Quoted text:
===

# Cannondale Trail SL2



## Glenn (24 Feb 2013)

I've just been looking at what to replace my stolen Rockhopper with. Can someone with more component knowledge than me, take a look at the specs of the 2111 & 2012 model, Pauls cycles are selling both at £549.99

2011 http://www.paulscycles.co.uk/products.php?plid=m1b0s2p3695

3012 http://www.paulscycles.co.uk/products.php?plid=m1b65s2p4345

Is one better than the other?

Or is the Rockrider 8.1 a better bike? http://www.decathlon.co.uk/rockrider-81-2012-mountain-bike-grey-id_8168918.html

It will be used for general commuting to hopefully tackling the Corrieyairack pass as part on my Scotland C2C.


----------



## BikeLiker (24 Feb 2013)

Glenn said:


> I've just been looking at what to replace my stolen Rockhopper with. Can someone with more component knowledge than me, take a look at the specs of the 2111 & 2012 model, Pauls cycles are selling both at £549.99
> 
> 2011 http://www.paulscycles.co.uk/products.php?plid=m1b0s2p3695
> 
> ...

===

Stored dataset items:

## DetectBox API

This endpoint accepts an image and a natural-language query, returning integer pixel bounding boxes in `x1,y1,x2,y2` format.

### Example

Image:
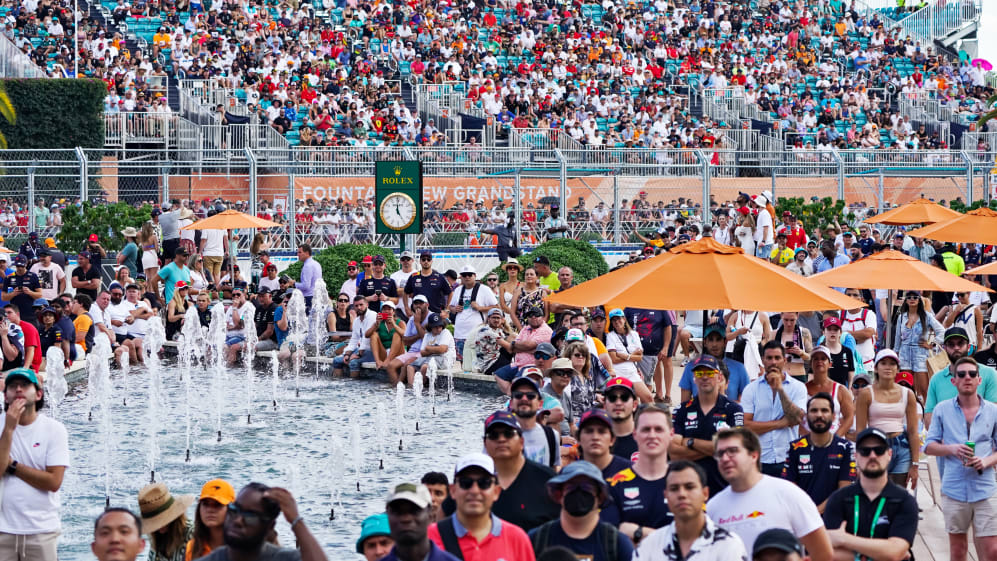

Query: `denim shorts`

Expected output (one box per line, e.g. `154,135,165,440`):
886,433,911,473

===

Work to do:
• a. Answer these questions using the Cannondale Trail SL2 thread:
(i) What bike does Glenn need to replace?
(ii) At what price is Pauls cycles selling both models?
(iii) Which pass does Glenn hope to tackle on his Scotland C2C?
• b. Go on with the Cannondale Trail SL2 thread from its last line.
These rows come from a separate source, not from the Cannondale Trail SL2 thread.

Expected outputs:
• a.
(i) His stolen Rockhopper.
(ii) £549.99.
(iii) The Corrieyairack pass.

• b.
 
Very little difference between the C'Dales - the 2011 has slightly better spec front mech and shifters but slightly lower spec brakes. Personally I'd get the 2012 just coz it's newer. My missus has got the 2012 SL2 and it's a good bike at a good price, even though she paid Evans's £500 after they fouled up a GT order and had to calm her down. I was considering one but I fall between frame sizes on Cannondales which seem to be smaller than the same sizes on other bikes. Her small was too small for me but I'm fine with a small Cube or GT. I got my Cube from Paul's and they were very good.
Don't know anything about the Rockrider.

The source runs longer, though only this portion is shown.